§ WORK ITEM A: In the text about the electronic skin sensor, what array of micro LEDs makes up its display?
§ WORK ITEM B: Write a continuation of the article about the electronic skin sensor, picking up after its final sentence.

-- TEXT SHOWN follows --

The ongoing miniaturisation of semiconductors has enabled some big advances in wearable tech. The latest is a soft, stretchy, ultra thin sensor that can monitor patient vital signs without being invasive.
Engineers from the University of Tokyo’s department of electronic engineering, led by Organic Transistor Lab leader Professor Takao Someya, have developed an ‘electronic skin’ to help doctors and patients more easily monitor vital signs, including temperature, pressure and electrical signals emitted by muscles.
Now for the first time, the team has successfully demonstrated it can also measure and transmit electrocardiogram data.
The device is composed of a soft, flexible material that’s actually an ultra-thin LED display, consisting of a 16 x 24 array of micro LEDs and stretchable wiring mounted on a 1 millimetre thick rubber sheet. An on-skin, nanomesh electrode collects medical data, such as a heartbeat, and displays the information on the electronic skin as a moving graphic. Data collected by the sensor can also be transmitted wirelessly and stored on the cloud for easy access and viewing.
Because the device is designed for use by people who might need constant monitoring, such as the elderly or chronically ill, it’s breathable and lightweight to minimise discomfort. The sensor can withstand repeated stretching to as much as 45 per cent of its original size without risk of losing its mechanical or electrical properties.

-- TEXT SHOWN concluded --
-- DATA FOR REVIEW follows --

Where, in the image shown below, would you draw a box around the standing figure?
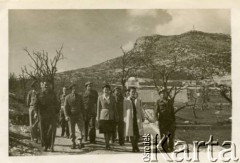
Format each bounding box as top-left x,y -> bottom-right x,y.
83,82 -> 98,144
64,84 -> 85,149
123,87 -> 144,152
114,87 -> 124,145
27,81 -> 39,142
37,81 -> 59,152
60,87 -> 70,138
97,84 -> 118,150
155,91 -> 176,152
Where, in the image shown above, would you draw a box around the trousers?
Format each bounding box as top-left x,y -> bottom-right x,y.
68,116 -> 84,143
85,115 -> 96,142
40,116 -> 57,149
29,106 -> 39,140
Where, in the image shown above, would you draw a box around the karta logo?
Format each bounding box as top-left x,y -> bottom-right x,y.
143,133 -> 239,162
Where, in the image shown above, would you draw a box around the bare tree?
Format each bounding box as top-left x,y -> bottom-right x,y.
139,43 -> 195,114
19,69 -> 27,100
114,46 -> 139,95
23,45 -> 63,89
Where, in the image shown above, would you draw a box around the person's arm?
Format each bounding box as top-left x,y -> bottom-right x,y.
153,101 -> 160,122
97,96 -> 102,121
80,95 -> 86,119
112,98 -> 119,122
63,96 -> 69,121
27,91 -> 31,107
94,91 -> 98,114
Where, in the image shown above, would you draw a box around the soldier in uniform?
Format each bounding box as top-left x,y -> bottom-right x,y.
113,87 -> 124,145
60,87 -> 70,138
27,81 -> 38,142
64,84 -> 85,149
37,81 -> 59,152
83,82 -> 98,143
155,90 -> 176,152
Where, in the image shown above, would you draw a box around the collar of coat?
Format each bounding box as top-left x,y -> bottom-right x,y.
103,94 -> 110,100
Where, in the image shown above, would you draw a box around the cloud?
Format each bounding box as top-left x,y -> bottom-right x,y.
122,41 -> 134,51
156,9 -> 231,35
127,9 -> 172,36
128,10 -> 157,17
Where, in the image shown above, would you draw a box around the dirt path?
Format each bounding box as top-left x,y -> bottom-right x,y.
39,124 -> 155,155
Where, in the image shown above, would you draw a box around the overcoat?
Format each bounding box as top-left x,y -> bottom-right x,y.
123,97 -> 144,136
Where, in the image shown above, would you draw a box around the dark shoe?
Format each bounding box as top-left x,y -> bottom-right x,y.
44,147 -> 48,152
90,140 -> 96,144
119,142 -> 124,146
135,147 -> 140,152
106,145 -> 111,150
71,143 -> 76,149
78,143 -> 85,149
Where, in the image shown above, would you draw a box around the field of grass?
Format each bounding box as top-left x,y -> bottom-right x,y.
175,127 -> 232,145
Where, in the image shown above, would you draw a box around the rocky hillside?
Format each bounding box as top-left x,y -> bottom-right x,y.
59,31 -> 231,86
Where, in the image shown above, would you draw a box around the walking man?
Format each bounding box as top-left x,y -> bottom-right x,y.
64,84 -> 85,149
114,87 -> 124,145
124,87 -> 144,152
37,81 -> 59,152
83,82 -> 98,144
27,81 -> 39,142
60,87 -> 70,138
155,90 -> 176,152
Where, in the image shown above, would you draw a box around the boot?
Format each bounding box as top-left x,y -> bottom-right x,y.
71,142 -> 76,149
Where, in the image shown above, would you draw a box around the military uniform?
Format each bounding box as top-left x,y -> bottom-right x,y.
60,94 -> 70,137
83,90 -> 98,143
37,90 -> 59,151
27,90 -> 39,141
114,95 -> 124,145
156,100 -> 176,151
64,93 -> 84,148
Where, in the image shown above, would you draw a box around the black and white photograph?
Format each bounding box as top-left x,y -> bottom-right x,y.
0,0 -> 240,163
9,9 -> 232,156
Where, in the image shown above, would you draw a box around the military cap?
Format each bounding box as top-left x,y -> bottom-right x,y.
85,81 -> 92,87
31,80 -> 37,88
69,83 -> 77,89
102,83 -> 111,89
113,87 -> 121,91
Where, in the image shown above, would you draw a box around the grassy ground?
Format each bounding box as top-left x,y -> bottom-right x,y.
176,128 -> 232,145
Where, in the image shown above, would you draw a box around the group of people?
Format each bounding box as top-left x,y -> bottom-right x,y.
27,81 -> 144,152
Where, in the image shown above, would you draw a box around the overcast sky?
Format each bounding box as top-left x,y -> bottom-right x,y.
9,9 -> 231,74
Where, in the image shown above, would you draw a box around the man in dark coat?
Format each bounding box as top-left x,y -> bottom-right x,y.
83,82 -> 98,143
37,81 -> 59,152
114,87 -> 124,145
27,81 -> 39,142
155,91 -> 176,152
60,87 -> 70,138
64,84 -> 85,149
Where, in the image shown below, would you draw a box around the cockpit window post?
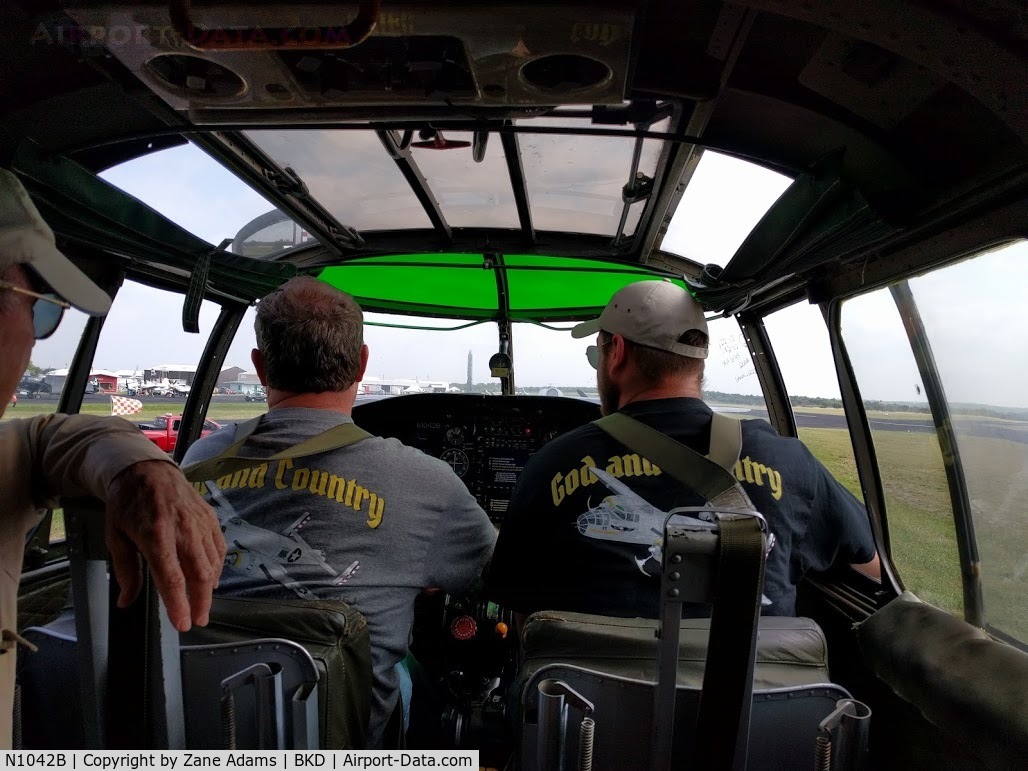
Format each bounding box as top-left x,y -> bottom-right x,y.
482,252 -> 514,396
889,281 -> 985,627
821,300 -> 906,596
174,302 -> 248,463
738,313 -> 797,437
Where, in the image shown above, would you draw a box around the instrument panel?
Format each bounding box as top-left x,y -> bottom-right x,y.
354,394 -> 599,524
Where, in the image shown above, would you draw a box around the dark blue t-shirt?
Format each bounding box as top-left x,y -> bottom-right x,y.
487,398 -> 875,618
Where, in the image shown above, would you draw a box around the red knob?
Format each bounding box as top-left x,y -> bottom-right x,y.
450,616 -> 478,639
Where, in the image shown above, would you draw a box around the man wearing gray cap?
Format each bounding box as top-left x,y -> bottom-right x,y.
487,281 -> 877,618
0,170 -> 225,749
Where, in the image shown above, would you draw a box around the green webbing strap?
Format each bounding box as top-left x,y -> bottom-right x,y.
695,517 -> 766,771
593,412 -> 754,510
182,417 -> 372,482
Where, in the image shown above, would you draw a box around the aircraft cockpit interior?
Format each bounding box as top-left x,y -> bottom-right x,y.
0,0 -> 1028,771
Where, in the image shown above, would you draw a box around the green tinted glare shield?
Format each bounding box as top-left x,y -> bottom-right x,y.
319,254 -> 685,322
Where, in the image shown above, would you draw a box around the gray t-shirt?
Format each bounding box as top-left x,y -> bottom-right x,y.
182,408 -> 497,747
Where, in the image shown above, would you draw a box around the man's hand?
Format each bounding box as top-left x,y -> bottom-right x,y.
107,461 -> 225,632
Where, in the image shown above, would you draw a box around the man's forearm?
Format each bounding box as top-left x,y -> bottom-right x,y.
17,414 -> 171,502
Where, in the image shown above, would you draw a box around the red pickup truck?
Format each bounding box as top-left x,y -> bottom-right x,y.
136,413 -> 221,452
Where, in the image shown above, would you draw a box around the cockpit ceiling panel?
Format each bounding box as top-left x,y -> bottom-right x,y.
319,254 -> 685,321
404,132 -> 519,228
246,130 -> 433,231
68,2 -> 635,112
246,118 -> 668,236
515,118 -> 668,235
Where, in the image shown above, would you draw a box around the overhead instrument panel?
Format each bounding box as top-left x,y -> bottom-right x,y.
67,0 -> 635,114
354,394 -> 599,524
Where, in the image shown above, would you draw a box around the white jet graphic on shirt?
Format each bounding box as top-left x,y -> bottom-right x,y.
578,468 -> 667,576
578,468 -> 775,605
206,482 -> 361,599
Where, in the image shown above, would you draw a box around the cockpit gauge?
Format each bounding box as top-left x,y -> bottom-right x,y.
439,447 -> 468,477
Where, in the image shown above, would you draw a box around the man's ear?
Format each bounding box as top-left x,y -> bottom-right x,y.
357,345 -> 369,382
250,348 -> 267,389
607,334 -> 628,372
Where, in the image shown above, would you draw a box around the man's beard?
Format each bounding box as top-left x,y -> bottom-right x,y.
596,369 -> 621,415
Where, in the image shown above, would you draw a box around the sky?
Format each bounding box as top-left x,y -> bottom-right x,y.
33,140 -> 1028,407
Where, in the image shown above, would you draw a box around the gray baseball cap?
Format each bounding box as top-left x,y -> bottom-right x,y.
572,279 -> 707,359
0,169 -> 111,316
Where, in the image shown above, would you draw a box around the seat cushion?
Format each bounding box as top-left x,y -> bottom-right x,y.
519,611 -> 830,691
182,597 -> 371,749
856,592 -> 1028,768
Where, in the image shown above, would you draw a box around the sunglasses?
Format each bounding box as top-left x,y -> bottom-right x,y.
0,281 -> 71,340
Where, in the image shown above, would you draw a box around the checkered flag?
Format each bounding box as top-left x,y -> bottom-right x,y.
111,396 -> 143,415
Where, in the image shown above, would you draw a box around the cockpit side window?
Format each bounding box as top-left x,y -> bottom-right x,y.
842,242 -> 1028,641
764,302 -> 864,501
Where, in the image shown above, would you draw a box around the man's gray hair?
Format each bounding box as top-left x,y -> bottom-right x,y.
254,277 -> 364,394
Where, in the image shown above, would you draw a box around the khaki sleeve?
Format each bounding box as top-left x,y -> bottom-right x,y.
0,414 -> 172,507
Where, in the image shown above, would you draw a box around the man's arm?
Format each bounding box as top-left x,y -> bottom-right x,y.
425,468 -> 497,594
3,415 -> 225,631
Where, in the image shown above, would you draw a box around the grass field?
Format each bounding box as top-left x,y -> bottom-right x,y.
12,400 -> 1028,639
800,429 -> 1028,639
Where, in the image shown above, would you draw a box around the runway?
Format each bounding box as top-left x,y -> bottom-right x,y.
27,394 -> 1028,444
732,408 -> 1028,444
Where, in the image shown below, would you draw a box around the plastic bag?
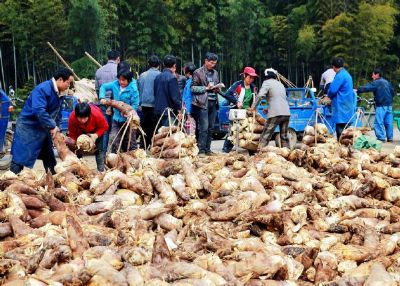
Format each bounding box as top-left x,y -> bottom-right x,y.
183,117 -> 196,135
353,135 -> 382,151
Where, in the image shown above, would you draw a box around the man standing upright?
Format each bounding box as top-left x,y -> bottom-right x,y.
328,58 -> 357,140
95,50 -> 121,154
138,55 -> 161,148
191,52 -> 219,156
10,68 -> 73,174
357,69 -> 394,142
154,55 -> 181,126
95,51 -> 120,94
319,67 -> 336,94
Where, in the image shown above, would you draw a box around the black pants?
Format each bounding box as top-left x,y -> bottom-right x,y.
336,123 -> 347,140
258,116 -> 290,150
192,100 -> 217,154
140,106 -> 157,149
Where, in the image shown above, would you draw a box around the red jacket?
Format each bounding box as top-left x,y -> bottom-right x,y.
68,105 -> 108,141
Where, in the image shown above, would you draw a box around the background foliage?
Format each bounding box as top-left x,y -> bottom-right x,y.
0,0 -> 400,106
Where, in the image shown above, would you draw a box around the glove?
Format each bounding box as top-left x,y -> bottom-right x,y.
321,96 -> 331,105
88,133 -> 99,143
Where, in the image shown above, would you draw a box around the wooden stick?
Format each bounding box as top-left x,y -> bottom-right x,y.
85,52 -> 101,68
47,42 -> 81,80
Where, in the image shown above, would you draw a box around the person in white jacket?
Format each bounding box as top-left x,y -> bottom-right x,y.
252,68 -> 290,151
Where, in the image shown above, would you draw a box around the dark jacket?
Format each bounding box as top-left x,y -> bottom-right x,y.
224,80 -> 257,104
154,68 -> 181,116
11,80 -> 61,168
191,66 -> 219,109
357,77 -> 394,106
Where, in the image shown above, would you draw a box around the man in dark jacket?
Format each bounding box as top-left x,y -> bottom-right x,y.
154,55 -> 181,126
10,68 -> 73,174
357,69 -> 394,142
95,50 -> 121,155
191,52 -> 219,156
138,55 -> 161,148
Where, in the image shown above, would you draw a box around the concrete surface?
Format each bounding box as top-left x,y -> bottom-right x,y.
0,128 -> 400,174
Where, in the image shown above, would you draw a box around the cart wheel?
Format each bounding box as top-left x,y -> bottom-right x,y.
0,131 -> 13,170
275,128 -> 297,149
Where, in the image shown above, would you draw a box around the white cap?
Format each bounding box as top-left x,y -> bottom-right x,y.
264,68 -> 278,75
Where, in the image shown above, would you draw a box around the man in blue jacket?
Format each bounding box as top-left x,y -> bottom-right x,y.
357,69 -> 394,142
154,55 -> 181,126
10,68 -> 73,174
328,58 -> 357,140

-- DATA FOR REVIEW concluded --

§ YOUR RESPONSE A: A 16 x 24 array of micro LEDs.

§ YOUR RESPONSE B:
“Because it’s made from thin and soft materials, it can be deformed freely,” Someya said.
The entire device – display and sensor – can be worn continuously for a week without causing any irritation or inflammation.
To mimic the elasticity of skin, the developers designed the material to minimise stress resulting from stretching where the soft material of the mount and elastic wiring meets the hard material of the micro LEDs. During testing, not a single pixel failed when subjected to the stretching and contracting motions of the body.
Another advantage of this design is it can be easily mass produced. Researchers relied on existing electronics manufacturing techniques, such as screen printing the silver wiring, and mounting the LEDs on the rubber sheet with a chip mounter and solder paste commonly used for making printed circuit boards.
“Applying these methods will likely accelerate the commercialisation of the display and help keep down future production costs,” the developers said.
The wearable is still undergoing testing, but the developers hope to bring the electronic skin display to market within the next three years by improving the structure, refining the production process, and overcoming technical challenges such as large-area coverage.
With further tweaks, Someya said this wearable tech could improve the quality of care for patients by making self-monitoring more intuitive, as well as help the medical industry better meet the needs of an ageing population.
“The current ageing society requires user-friendly wearable sensors for monitoring patient vitals in order to reduce the burden on patients and family members providing care,” Someya said.